Copy the lines of the records below without any changes. Start with the line containing "the meerkat body?" and continue through the line containing "[594,149,664,253]", including both of those lines and nothing else.

*** Records ***

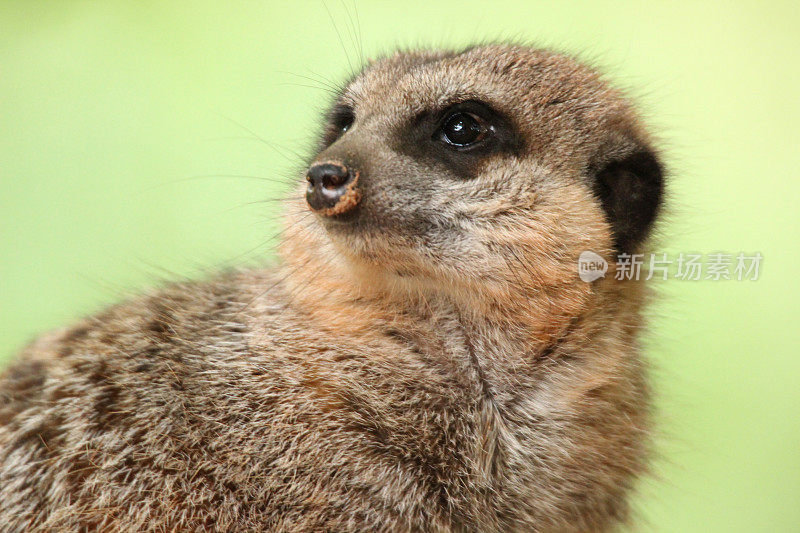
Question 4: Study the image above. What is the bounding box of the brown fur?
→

***
*** Records ***

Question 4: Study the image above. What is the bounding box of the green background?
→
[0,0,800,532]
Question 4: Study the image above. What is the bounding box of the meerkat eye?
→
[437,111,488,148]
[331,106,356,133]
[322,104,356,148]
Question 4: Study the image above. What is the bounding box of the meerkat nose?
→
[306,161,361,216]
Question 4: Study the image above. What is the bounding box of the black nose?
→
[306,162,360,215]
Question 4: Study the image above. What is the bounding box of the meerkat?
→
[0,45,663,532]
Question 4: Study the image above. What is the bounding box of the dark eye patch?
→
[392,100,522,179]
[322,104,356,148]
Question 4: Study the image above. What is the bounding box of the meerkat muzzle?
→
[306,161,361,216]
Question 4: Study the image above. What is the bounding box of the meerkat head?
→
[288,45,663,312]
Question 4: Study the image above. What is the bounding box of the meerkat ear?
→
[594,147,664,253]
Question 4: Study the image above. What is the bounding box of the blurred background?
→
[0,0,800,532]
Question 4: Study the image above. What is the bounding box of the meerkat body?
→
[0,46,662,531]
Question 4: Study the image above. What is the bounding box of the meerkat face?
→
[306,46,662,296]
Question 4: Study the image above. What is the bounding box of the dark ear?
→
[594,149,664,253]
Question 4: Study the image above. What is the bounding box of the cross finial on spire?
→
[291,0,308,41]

***
*** Records ***

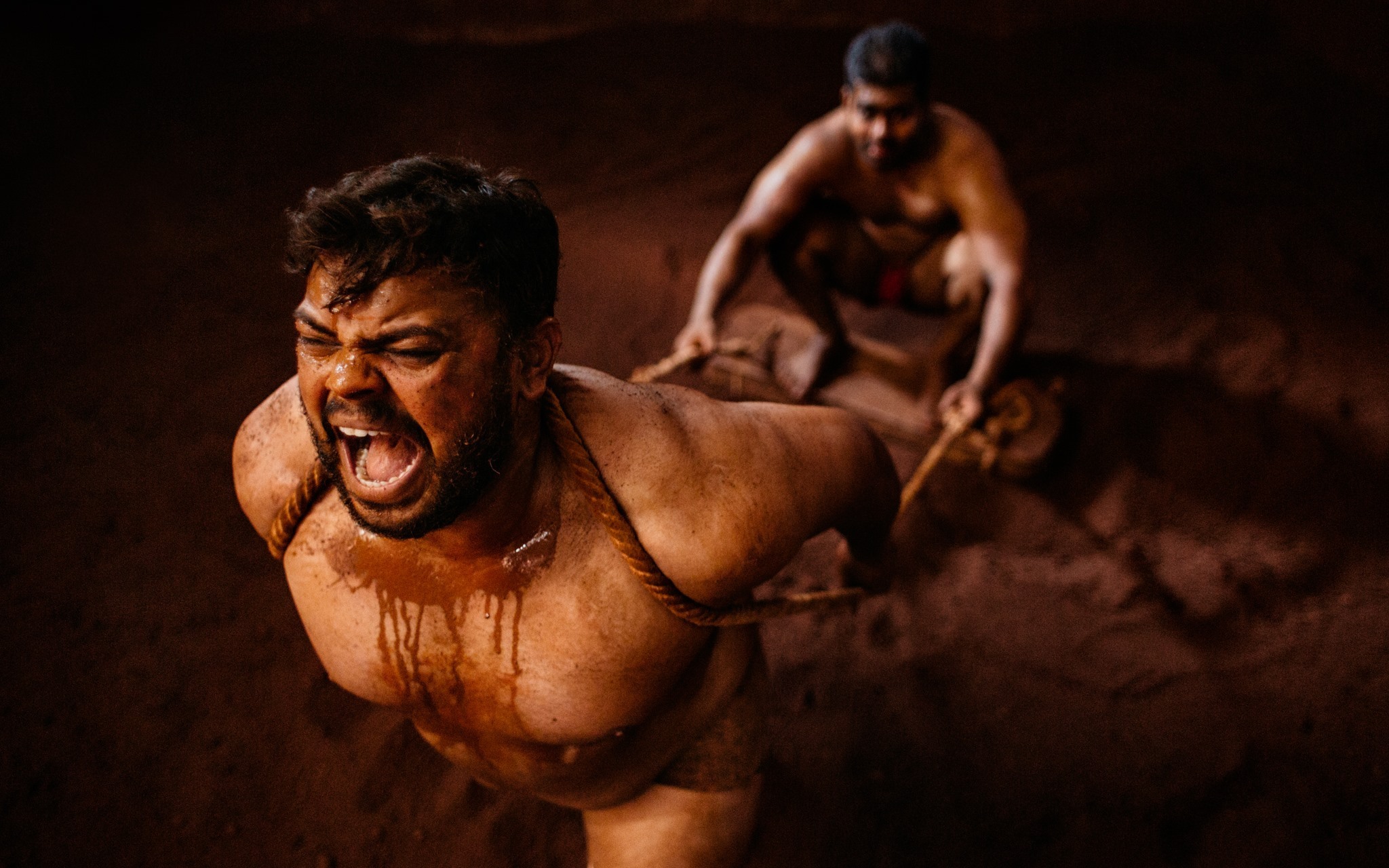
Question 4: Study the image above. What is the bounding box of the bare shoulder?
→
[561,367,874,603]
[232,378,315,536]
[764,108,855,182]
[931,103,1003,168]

***

→ **Full output**:
Question 4: Study the image above. What is the bounding box of the meerkat body?
→
[0,46,662,531]
Question 4: Study the image above. What is the bounding box of the meerkat face?
→
[306,46,662,296]
Question 4: Study the image above. What is the bounding box of the dark ear?
→
[594,149,664,253]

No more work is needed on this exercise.